TEXTO EXTRAÍDO.
··········
Fue durante uno de esos episodios de cautiverio que, envalentonado por la inminencia de una ejecución prometida, Álvar Núñez Barriga de Sapo, sabedor de que el hijo del cacique local estaba malherido, dio a conocer sus dotes de chamán, pergeñó una suerte de coreografía inédita hecha de danzas aprendidas de los nativos y de la parafernalia que recordaba de las misas de España (hoy se hablaría de “performance”), pronunció unos cuantos avemarías, le quitó la punta de la flecha que había herido al muchacho, y lo dio por curado. Así empezó su fama de curandero. No más llegar a un pueblo con sus tres acólitos, pedían que les trajeran a los moribundos, repetían una pantomima cada vez más sofisticada, los daban a todos por curados, y se marchaban sin esperar, no sea cosa que el embrujo no funcionara. Su fama recorría vastas extensiones, y se adelantaba a su llegada. Pronto empezaron a seguirles cientos de nativos, que anunciaban los milagros por acontecer. Y como de algo había que vivir, Álvar Núñez Oreja de Burro les pedía que le dieran todo lo que poseían, mantas, flechas, tejidos, alhajas, con la promesa que los habitantes del pueblo siguiente, rendidos a su arte, les entregarían todas sus pertenencias a su vez, y que él se las revertiría. Para que este sistema funcionase, el barbado chamán no se quedaba con nada, salvo alguna que otra alhaja que era, para cualquier español, una tentación irresistible.
··········
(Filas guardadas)
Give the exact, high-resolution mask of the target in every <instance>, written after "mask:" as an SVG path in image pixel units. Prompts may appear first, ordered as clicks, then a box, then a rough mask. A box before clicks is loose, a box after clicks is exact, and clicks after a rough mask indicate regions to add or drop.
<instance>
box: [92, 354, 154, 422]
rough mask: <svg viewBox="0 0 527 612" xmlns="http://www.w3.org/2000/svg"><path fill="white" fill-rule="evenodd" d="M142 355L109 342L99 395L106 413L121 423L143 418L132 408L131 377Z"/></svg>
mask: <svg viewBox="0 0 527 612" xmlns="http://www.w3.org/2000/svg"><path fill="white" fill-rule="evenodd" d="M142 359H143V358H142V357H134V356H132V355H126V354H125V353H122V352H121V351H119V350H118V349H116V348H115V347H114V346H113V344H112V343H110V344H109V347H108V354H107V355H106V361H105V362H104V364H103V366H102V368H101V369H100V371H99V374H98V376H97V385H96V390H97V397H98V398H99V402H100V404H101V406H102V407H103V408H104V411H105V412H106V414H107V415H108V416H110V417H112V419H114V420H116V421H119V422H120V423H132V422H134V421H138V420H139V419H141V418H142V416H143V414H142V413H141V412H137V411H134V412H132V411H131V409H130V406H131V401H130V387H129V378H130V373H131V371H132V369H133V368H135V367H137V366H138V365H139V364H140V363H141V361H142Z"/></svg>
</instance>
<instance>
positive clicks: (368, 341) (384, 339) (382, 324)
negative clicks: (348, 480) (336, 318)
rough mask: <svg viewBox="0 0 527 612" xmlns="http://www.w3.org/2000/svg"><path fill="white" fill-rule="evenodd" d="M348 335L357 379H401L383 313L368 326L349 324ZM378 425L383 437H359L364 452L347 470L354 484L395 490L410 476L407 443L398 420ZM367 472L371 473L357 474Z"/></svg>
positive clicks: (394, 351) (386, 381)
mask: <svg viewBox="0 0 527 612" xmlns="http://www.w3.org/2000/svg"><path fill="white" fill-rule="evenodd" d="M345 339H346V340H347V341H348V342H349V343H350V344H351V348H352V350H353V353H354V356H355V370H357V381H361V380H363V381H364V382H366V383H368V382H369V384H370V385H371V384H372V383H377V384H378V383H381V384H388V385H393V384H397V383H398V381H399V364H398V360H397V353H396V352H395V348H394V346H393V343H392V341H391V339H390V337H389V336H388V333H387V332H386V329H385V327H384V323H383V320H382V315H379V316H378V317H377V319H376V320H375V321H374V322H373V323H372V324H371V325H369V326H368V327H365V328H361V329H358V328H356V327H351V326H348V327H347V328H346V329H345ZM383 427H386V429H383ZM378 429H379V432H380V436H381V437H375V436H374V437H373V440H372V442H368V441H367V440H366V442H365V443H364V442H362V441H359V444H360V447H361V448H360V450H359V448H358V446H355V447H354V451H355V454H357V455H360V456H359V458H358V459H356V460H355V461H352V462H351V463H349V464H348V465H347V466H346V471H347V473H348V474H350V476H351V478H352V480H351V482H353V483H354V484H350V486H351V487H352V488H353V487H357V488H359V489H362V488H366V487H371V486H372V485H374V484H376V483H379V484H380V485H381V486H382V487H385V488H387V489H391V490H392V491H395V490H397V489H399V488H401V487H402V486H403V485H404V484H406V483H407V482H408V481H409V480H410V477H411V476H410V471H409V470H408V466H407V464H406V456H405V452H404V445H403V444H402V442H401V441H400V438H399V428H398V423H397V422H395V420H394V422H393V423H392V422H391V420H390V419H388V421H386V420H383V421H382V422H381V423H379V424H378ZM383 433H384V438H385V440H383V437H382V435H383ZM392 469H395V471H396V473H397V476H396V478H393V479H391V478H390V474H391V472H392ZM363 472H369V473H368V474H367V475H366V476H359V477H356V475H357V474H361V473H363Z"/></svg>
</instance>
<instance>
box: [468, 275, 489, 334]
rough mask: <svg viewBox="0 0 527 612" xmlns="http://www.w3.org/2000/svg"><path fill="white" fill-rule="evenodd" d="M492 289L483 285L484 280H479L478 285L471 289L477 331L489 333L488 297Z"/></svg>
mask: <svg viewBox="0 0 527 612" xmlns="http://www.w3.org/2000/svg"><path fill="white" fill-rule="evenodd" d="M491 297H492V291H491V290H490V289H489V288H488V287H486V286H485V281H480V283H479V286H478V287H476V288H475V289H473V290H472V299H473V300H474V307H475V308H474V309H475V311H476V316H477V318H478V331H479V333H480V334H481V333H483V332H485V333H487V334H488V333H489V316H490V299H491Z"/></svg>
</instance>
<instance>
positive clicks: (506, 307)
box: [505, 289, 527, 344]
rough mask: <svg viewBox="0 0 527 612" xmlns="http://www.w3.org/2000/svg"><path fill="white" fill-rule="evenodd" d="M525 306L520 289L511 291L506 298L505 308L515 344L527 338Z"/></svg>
··········
SOBRE EL EJERCICIO.
¿Puedes proseguir el texto sobre la fama de curandero de Álvar Núñez a partir de su última oración? Las filas no hacen falta para este ejercicio.

RESULTADO DE LA TAREA.
Así, de pueblo en pueblo, Álvar Núñez Colita de Rana inventó, para su propia usanza una especie de economía circular (o piramidal, no termino de entenderla) que le salvó la vida durante los nueve años que duró su temeraria empresa, si contamos los periodos como esclavo, prófugo, mercader, curandero y gurú. Aprendió seis idiomas, se casó con una nativa y tuvo, dicen, dos hijos. Cuando por fin dio con cristianos, estos no daban crédito a lo que veían: un hombre barbudo, melenudo y desnudo, que iba acompañado por cientos de indígenas. Obviamente, los españoles masacraron a los nativos, a pesar de ser estos pacíficos y amistosos. Ya para ese entonces, el antiguo tesorero del pánfilo de Narváez, sentía plena empatía por los indígenas, por lo menos para con aquellos que se mostraron amigos y generosos. En cambio, el horror que le produjo la matanza de su cortejo despertó las sospechas de los cristianos. Regresó a España Álvar Núñez Patitas de Oruga, y le tocó defender su honor y su lealtad a la Corona. Como recompensa, lo mandaron esta vez a la selva paraguaya como gobernador del Río de la Plata y de Paraguay, con el mandato de pacificar a los guaraníes. Estos últimos entendieron rápidamente que, si atacaban de vez en cuando a los españoles y luego pactaban la paz, recibirían abundantes regalos del gobernador.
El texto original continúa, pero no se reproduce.